--- What to produce ---
Only a number is expected in reply: the count of lines below where the word "surface" occurs.

[Start of Attachment]

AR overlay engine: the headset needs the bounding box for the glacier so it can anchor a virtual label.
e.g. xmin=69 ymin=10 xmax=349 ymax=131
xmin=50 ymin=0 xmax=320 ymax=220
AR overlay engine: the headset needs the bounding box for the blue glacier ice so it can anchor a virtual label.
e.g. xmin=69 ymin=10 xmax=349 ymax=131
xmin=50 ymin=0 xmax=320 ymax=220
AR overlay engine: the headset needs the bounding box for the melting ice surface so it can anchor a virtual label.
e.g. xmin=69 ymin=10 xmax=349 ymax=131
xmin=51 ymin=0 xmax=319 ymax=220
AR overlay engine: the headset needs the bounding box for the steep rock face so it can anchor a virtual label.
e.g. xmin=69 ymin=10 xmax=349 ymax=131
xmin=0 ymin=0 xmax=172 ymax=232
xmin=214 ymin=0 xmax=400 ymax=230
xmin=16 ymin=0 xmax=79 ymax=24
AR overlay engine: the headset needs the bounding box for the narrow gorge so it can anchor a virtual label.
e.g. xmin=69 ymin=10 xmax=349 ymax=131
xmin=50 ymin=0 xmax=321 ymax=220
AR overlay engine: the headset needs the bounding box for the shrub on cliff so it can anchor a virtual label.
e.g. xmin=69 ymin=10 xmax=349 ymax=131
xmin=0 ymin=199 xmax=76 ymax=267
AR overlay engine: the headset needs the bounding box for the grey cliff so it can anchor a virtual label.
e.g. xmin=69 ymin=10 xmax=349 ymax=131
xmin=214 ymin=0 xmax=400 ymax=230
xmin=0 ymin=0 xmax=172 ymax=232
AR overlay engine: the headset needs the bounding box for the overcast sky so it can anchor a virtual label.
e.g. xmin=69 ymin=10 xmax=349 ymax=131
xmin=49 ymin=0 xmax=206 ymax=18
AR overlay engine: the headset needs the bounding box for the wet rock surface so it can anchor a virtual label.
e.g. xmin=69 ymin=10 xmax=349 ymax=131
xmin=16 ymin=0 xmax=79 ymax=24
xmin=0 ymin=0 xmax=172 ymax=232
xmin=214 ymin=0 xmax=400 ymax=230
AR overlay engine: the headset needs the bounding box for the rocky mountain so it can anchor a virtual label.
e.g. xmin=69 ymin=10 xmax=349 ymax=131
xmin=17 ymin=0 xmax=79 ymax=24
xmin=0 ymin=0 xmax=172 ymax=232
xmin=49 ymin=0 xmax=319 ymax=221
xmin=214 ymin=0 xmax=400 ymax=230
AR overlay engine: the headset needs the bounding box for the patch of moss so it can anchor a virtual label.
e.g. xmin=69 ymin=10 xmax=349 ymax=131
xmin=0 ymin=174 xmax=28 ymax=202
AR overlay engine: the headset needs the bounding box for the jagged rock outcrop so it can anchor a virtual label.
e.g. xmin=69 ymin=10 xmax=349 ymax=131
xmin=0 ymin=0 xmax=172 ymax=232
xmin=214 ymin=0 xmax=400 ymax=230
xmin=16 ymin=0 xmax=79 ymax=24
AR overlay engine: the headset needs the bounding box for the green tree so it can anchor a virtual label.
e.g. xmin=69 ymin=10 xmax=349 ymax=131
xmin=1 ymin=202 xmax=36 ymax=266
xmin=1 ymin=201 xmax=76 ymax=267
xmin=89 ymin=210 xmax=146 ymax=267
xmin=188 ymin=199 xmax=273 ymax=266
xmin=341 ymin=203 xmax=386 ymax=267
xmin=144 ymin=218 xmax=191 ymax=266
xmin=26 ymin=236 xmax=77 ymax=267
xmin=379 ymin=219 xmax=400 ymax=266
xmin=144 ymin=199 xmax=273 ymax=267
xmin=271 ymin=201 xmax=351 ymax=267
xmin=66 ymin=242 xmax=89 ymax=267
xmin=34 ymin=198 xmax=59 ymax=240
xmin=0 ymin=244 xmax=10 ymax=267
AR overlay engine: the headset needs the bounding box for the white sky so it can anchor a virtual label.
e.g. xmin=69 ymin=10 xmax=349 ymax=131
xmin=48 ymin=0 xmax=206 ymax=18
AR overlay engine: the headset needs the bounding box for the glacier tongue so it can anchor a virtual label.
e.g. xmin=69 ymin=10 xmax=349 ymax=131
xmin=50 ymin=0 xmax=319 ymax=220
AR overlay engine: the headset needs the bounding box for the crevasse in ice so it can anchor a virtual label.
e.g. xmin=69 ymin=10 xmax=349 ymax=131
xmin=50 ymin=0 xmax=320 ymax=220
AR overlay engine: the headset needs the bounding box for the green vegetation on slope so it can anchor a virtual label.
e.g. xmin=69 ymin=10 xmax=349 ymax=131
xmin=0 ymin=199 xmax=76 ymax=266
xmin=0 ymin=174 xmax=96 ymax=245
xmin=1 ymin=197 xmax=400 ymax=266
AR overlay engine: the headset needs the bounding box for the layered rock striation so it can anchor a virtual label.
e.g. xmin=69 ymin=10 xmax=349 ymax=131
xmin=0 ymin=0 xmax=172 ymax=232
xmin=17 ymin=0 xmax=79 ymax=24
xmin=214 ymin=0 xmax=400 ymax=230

[End of Attachment]

--- Answer space ---
2